- The poster for ONE 162: Zhang vs. Di Bella
- Promotion: ONE Championship
- Date: October 21, 2022
- Venue: Axiata Arena
- City: Kuala Lumpur, Malaysia

Event chronology
| ONE on Prime Video 2: Xiong vs. Lee 3 | ONE 162: Zhang vs. Di Bella | ONE on Prime Video 3: Lineker vs. Andrade |

= ONE 162 =

Combat sport events in 2022

ONE 162: Zhang vs. Di Bella was a combat sport event produced by ONE Championship that took place on October 21, 2022 at the Axiata Arena in Kuala Lumpur, Malaysia.

== Background ==
The event marked the promotion's 17th visit to Kuala Lumpur and first since ONE: Mark of Greatness in December 2019. The event was first time in the two years the organization has hosted an event outside Singapore.

A ONE Strawweight Kickboxing World Championship bout for the vacant title between Zhang Peimian and Jonathan Di Bella headlined the event. Former champion Sam-A Gaiyanghadao announced retired from international competition after returning to Thailand from Singapore and where he had coached at Evolve MMA.

__Recorded data__
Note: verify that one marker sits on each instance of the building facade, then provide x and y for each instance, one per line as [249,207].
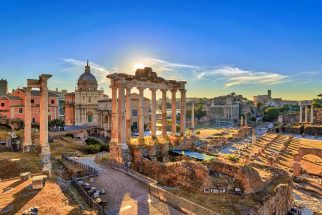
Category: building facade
[12,105]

__Exercise objective__
Write the next part of the ONE 162 event article, picking up right after its last sentence.

__Result below__
Former Glory Welterweight Champion Nieky Holzken and former ONE Lightweight World Championship challenger Islam Murtazaev were previously scheduled to meet in a lightweight kickboxing bout at ONE: X, but Murtazaev pulled out from the card due to the 2022 Russian invasion of Ukraine, all Russian athletes were removed from the card as a result of the Singaporean government banning them from entering the country and the bout was postponed to this date. In turn, Holzken withdrew from the bout due to an injured and was replaced by Constantin Rusu.

A flyweight muay thai bout between Chorfah Tor.Sangtiennoi and Denis Purić was scheduled to take place at the event. However, Chorfah withdraw due to has sustained an injury during training at the Sangtiennoi Camp and was replaced by Tagir Khalilov.

At the weigh-ins, Tagir Khalilov, Constantin Rusu and Gustavo Balart all failed hydration test and were forced to take catchweights. Khalilov weighed in at 137.5 lbs, 2.5 pounds over the limit, Balart came in at 130.75 lbs, 5.75 lbs over the strawweight limit, and Rusu at 173.25 lbs, 3.25 pounds over the limit.

==Bonus awards==
The following fighters received $50,000 bonuses.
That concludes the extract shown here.